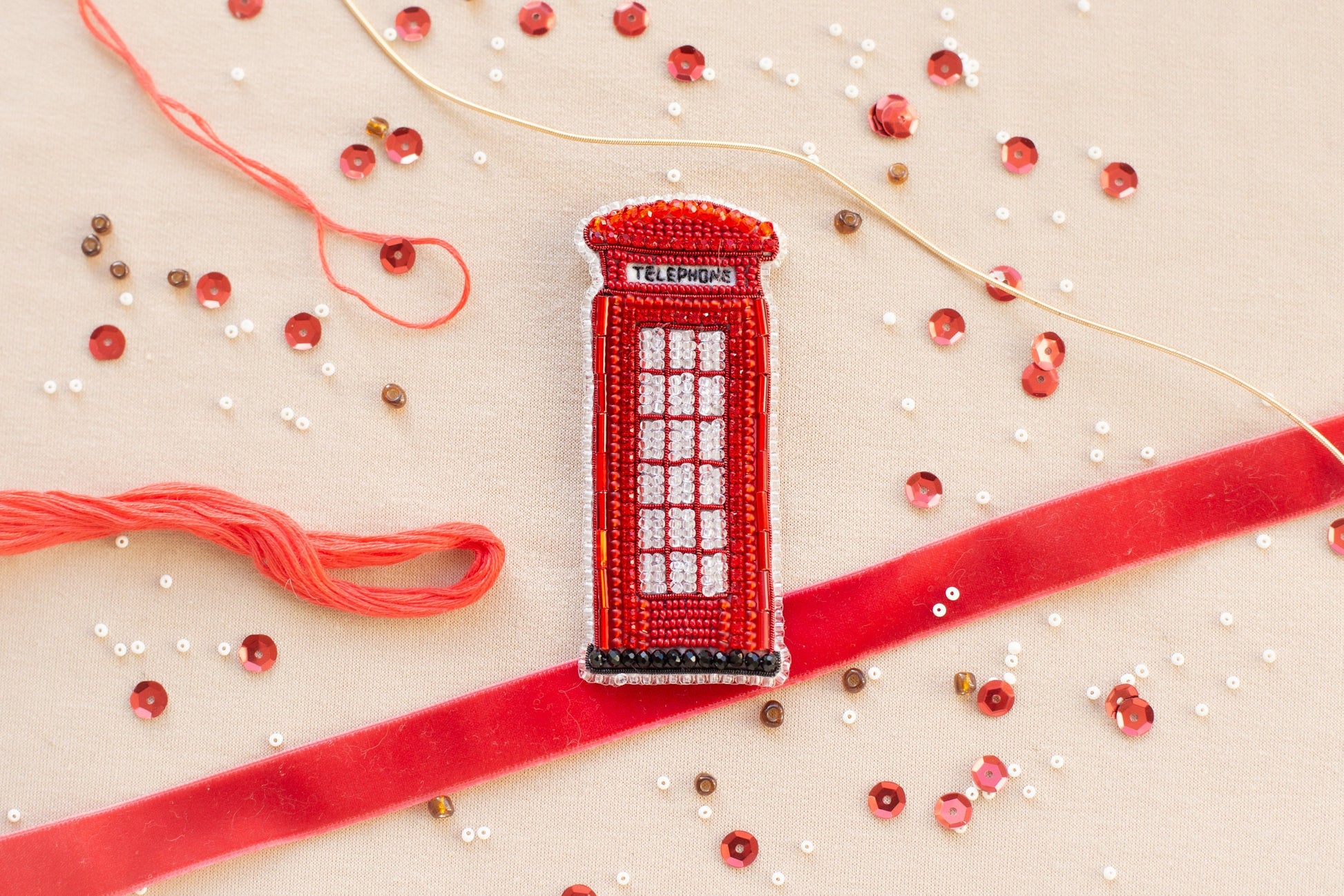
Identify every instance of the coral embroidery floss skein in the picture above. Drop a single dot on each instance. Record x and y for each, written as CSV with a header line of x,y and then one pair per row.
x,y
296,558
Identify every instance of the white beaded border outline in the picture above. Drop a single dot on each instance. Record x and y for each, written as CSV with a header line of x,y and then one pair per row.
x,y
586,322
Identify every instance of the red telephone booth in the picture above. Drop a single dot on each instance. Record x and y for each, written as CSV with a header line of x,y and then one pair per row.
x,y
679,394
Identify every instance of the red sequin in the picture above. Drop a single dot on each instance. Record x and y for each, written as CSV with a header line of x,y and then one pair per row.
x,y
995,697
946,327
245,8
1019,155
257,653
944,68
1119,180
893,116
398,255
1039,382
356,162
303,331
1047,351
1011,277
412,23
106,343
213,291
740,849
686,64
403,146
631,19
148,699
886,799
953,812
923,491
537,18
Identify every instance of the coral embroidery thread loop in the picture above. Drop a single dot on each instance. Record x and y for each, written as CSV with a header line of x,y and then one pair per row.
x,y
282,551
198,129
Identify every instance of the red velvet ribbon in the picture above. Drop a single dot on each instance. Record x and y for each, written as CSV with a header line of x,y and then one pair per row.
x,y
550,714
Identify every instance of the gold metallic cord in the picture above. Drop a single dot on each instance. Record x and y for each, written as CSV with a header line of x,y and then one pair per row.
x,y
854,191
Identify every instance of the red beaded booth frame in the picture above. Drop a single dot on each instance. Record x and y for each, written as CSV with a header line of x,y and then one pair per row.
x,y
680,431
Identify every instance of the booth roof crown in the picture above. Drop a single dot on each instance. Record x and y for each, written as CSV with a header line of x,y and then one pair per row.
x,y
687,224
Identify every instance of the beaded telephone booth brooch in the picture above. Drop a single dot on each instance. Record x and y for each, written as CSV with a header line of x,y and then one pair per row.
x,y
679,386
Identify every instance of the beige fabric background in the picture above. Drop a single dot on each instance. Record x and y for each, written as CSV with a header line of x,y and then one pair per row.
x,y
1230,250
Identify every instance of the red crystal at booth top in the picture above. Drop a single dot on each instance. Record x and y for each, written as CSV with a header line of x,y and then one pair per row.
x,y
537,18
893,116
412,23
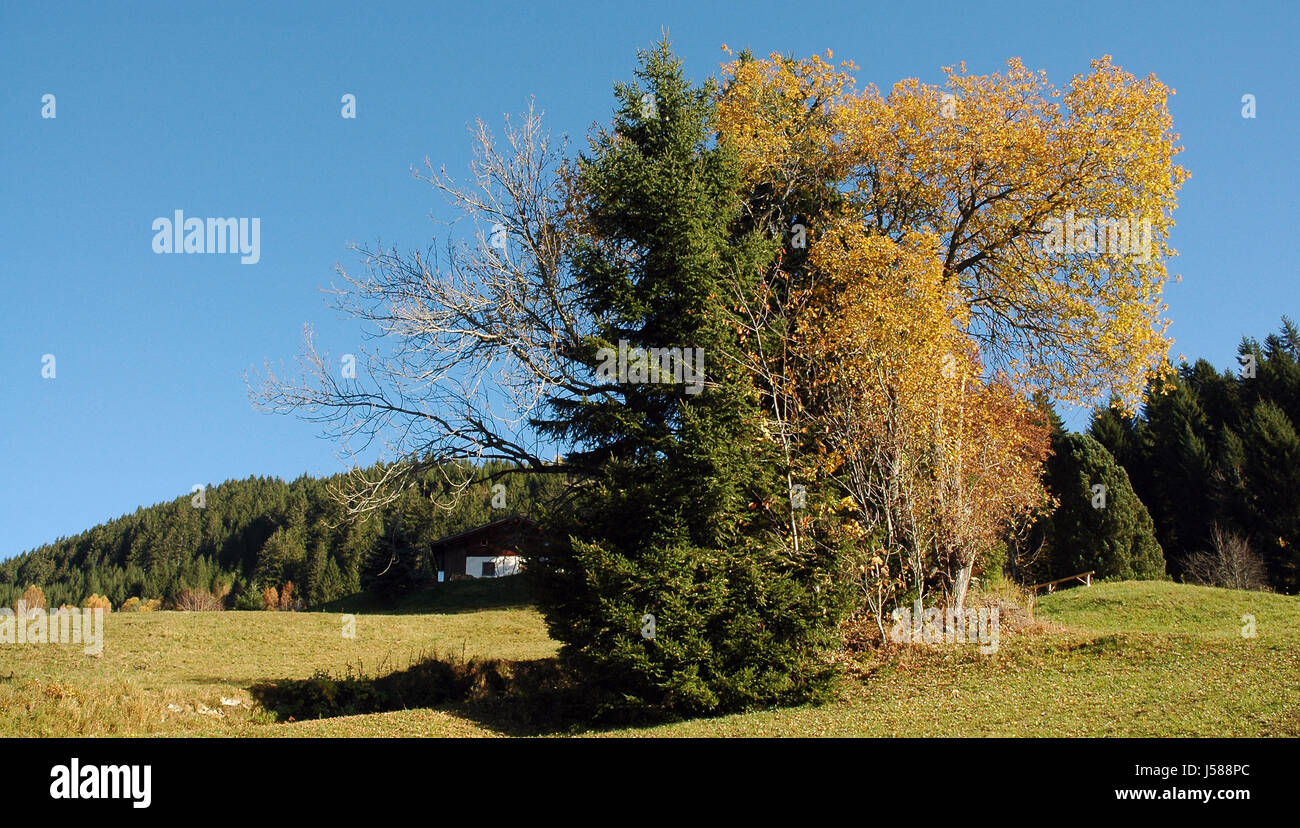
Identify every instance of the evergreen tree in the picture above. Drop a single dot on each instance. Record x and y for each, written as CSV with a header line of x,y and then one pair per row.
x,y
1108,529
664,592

---*---

* What the exercise asks *
Could you rework all the rows above so that "single dot" becomes "single marker" wherever it occurs, with everything else kept the same and the pictures left out?

* Task response *
Identify every instance of the coral embroidery floss skein in the picture above. Drop a single marker on each instance. Record x and y for each, written as CSV with a header line of x,y and then one pair per row.
x,y
296,558
Identify every instance of the white beaded border outline in the picture above. Drop a single marker on each instance. Record x and y for each, written as CSV with a header line of x,y and then one pair per row.
x,y
586,322
Identify every instance of the red telephone booth in the picture above. Drop a single marker on each instance. Record x and y for each, written as CSV with a header line of x,y and then one pair per row.
x,y
679,394
Identify every instance of the red sequin in the picture above. Drop a single marker on each instance. Record x and y for each, written as CSV with a header line of x,y and then one pair per row.
x,y
995,697
946,327
245,8
1019,155
257,653
944,68
1119,180
893,116
398,255
1039,382
356,162
303,331
1047,351
1011,277
412,23
106,343
213,291
740,849
686,64
403,146
631,19
148,699
886,799
953,812
923,491
537,18
Identify every instance of the coral embroidery thread loop in the picture above. Drop a single marker on each instance. Record x and y for each, written as CSV with a header line of x,y and then one pair per row.
x,y
282,551
198,129
Identify every instance of the red velvet ribbon in the picture above. Drop a single marker on each instance. Record x and y for each, written as CSV with a header line of x,y and then one pair per row.
x,y
550,714
Identify every instance of the gold metallic cord in the picture above. Drop a single marker on each instance. Record x and y for each, written as CSV with a header line of x,y and then one pair per row.
x,y
854,191
Identify every instance of the red beaded booth frame in the picture above. Drop a single marker on each instance. Record x and y for each, written as CSV with a header line of x,y and then one pair per row.
x,y
680,431
Identify every instance of the booth roof crown in the picture above. Drop a single marker on each instance. Record x and y for each, written as CSV with a header line of x,y and then one pair per row.
x,y
687,224
Identify every instance of the beaded telephone booth brooch in the picture above. Drop a single marker on each instance. Record x and y for each, written as CSV with a header line of x,y and then one pair per row.
x,y
679,386
Identify every instance of the beige fabric background in the picture above. Drop a single marker on each instance. Record x and y for each, written as CSV with a header line of x,y and then one pair per row.
x,y
1230,250
Identify every instance of the red crystal at booth top in the picture above. Drop a single marker on each instance. Record x and y for each, written as CSV with a header line of x,y and then one pair per row.
x,y
537,18
893,116
412,23
Identify every instance of the evergreen tree in the picture above. Drop a single marker on each instance. Record x and y for each, written as CSV with a header line of x,y and then one pair per row.
x,y
1108,529
664,592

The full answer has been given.